#### TRECHO DO TEXTO ####
Levittown

As Levittowns fora as precursoras dos subúrbios americanos e um ponto de inflexão do desenvolvimento urbano e imobiliário daquele País.

Casas similares dispostas ao longo de uma rua tranquila e separadas por jardins bem-cuidados. A imagem e o conceito de uma comunidade planejada e segura erguida próxima a grandes centros urbanos foram disseminados pelo mundo por livros, filmes e séries, que retrataram os subúrbios norte-americanos com seus acertos, erros e contradições. Apesar de não ser uma novidade, esse tipo de bairro ganhou uma dimensão diferente a partir de 1947, quando William Levitt viu a oportunidade da empresa da família – a Levitt & Sons, fundada em 1929 por seu pai, Abraham, e seu irmão, Alfred – construir moradias para atender à demanda dos milhões de soldados que retornavam ao país após o fim da Segunda Guerra Mundial com o desejo de comprar uma residência para suas famílias.

Foi nesse cenário que os Levitt adquiriram o terreno de uma antiga fazenda de cebolas de cerca de 1 mil acres em Long Island (Nova York), a aproximadamente 40 quilômetros de Manhattan (Nova York), e deram início ao seu projeto de edificar 17 mil habitações, como detalha matéria da revista Entrepreneur. Para isso, a companhia adaptou o modelo criado por Henry Ford para montar seus automóveis, com a divisão dos processos construtivos em 27 etapas distintas. Cada uma das tarefas contava com um grupo de trabalhadores que iam de obra em obra repetindo suas atividades.
####
§ OBJETIVO INDICADO 1: Liste todas as pessoas citadas pelo nome no trecho sobre Levittown.
#### DADOS A PROCESSAR ####
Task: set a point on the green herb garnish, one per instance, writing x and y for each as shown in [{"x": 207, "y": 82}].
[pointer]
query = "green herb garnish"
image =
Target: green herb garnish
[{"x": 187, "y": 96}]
####
§ OBJETIVO INDICADO 2: Reescreva por completo todas as entradas de marcação de pontos acima, com os pedidos, e adicione 45 a cada coordenada das respostas.

§ RESPOSTA ESCRITA 1: William Levitt, Abraham, Alfred e Henry Ford.

§ RESPOSTA ESCRITA 2:
Task: set a point on the green herb garnish, one per instance, writing x and y for each as shown in [{"x": 207, "y": 82}].
[pointer]
query = "green herb garnish"
image =
Target: green herb garnish
[{"x": 232, "y": 141}]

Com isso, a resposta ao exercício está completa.